> **YOUR GOAL**
Reproduce the listing below word for word, starting at the line that contains "Where would you say the red" and continuing through the final line of the listing.
-- START --
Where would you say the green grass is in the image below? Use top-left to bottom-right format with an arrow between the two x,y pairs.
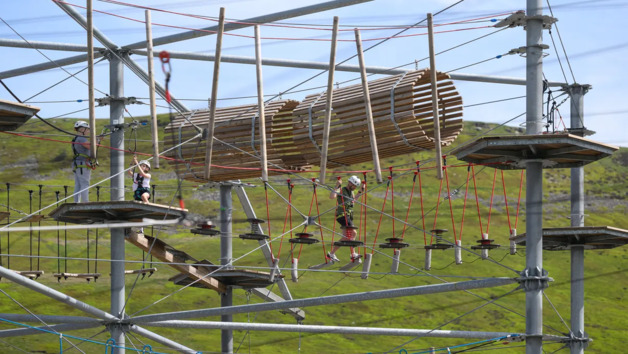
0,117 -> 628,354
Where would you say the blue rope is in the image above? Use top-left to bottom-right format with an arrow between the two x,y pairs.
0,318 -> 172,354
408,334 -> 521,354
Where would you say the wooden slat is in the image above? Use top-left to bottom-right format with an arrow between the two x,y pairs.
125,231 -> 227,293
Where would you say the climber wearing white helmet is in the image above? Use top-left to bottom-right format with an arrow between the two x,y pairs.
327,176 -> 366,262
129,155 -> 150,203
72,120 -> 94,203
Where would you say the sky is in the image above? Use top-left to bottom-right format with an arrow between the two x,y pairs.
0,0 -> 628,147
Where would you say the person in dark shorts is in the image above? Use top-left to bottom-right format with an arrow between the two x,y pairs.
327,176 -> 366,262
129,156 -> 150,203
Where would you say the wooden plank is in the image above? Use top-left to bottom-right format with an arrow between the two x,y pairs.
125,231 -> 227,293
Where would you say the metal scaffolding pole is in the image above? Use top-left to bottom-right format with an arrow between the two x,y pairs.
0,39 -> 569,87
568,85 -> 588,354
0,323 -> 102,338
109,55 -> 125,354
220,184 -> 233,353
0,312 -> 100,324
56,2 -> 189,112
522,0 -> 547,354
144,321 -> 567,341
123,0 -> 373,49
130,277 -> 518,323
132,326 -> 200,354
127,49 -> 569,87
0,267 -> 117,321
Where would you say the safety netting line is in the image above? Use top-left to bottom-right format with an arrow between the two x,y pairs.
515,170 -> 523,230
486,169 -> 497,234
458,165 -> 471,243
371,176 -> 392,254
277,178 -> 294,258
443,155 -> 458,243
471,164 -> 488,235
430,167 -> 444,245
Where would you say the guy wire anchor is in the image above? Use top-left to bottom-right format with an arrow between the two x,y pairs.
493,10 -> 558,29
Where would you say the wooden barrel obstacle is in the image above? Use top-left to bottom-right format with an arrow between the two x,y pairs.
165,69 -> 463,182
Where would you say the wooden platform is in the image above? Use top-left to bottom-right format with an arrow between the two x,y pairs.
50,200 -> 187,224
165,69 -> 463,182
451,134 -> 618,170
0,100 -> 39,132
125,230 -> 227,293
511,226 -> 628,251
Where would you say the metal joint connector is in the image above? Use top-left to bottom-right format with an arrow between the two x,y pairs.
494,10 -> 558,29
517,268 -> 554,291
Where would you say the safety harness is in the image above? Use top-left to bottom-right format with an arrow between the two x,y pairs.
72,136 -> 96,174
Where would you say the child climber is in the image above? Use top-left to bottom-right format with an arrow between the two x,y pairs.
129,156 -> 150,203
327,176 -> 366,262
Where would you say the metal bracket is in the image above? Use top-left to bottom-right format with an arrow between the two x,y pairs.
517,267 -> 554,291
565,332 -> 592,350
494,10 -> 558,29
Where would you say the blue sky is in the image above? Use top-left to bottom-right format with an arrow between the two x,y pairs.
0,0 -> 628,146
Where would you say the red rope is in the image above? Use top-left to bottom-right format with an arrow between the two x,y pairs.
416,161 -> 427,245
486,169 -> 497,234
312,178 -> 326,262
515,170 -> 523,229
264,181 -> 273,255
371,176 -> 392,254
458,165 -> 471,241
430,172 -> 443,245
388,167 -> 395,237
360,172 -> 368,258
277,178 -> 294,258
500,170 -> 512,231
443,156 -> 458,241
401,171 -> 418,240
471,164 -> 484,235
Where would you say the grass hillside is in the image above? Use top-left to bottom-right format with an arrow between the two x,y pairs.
-- END --
> **THE REPLY**
Where would you say the red rope is in the image above? Use top-left to bottom-right format with an arrow between the two x,y pairs.
416,161 -> 427,245
486,169 -> 497,234
312,178 -> 326,262
515,170 -> 523,229
264,181 -> 273,255
371,176 -> 392,254
458,165 -> 471,241
430,172 -> 443,245
388,167 -> 395,237
360,172 -> 368,258
277,178 -> 294,258
500,170 -> 512,231
443,156 -> 458,241
401,171 -> 418,240
471,164 -> 484,235
Where would you say the grass hillside is in the image above? Use top-left to bottom-right format with an arrow between the two x,y pairs.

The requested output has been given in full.